• _PROVIDED RECORDS_
##########

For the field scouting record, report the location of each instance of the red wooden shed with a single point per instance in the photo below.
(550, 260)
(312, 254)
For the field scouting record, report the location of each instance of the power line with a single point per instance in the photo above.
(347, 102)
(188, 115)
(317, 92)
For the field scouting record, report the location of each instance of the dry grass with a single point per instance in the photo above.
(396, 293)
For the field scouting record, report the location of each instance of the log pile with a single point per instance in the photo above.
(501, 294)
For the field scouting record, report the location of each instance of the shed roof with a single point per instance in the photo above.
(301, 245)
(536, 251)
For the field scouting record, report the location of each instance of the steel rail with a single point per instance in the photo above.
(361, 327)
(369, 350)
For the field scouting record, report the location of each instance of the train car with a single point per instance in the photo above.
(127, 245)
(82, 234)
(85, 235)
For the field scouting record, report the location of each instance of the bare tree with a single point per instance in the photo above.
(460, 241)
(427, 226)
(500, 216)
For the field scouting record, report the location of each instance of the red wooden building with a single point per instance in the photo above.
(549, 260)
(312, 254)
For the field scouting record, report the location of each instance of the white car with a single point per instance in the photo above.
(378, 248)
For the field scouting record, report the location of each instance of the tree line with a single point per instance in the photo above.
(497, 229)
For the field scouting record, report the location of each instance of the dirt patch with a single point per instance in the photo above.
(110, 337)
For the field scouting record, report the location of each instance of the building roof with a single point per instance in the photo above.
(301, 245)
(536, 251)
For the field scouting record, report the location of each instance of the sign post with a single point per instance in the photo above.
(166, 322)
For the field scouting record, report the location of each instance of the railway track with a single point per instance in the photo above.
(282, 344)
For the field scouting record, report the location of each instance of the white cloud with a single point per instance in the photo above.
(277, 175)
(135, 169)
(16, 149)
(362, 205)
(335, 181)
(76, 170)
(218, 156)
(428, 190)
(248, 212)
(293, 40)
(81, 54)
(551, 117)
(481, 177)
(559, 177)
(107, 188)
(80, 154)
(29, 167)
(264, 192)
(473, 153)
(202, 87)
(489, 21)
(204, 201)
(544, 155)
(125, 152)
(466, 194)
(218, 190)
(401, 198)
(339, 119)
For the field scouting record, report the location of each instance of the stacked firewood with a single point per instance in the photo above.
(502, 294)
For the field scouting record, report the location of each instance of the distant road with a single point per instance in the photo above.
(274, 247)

##########

• _TASK GOAL_
Restate the records exactly. Leave nothing out.

• _SOLUTION TO THIS EXERCISE_
For the field scouting record, report the location of each instance of the red wooden shed with a single point per instance in the photo below.
(550, 260)
(312, 254)
For the field scouting record, report the location of each instance of the power line with a single point per instance in the photo above.
(347, 102)
(188, 115)
(317, 92)
For the field scouting record, report the location of each instance of the dry grass with a single point per instance in the photo above.
(396, 293)
For the field scouting record, report the location of each instance of the log pile with a single point per instance in the photo above.
(501, 294)
For the field scouting record, report the location of each instance of the shed roof with a single point per instance in the photo above.
(301, 245)
(536, 251)
For the field scouting record, report the location of each instance of the steel rail with a single point per instance in the photo above.
(361, 327)
(369, 350)
For the field scouting record, report the location of each instance of the train car with a single point per instance in the photo above.
(127, 245)
(82, 234)
(85, 235)
For the field scouting record, report the location of each instance of the bare tree with a single point per instance in the photo above.
(460, 241)
(427, 226)
(500, 216)
For the field scouting record, report the location of each instance of the red wooden building with a single point per instance in the photo above.
(549, 260)
(312, 254)
For the field scouting record, report the location of each instance of the white car with a single point per instance in the photo above.
(378, 248)
For the field scouting record, report the location of each instance of the tree line with a single point per instance in the photo above.
(497, 229)
For the field scouting record, report the location of each instance of the dirt patch with a single point per instance in the photo above.
(110, 337)
For the field scouting record, report the location of each instance of the building roof with a single point per instance in the photo above.
(301, 245)
(536, 251)
For the field scouting record, report the location of each instance of the sign post with a single point per instance in the photo above.
(166, 322)
For the field scouting record, report the location of each instance of the railway track with a single point per instance in the photo above.
(282, 344)
For the field scouting record, report the location of each instance of the white cloud with a single point per instance in the photo above.
(277, 175)
(135, 169)
(16, 149)
(362, 205)
(335, 181)
(76, 170)
(218, 156)
(428, 190)
(248, 212)
(293, 40)
(81, 54)
(551, 117)
(481, 177)
(559, 177)
(107, 188)
(80, 154)
(29, 167)
(264, 192)
(473, 153)
(202, 87)
(489, 21)
(204, 201)
(544, 155)
(125, 152)
(466, 194)
(218, 190)
(401, 198)
(339, 119)
For the field scouting record, report the location of each instance of the stacked firewood with a single point per instance in the photo above.
(502, 294)
For the field scouting record, report the location of each instance of the distant road with a single point per instance in the photo above.
(274, 247)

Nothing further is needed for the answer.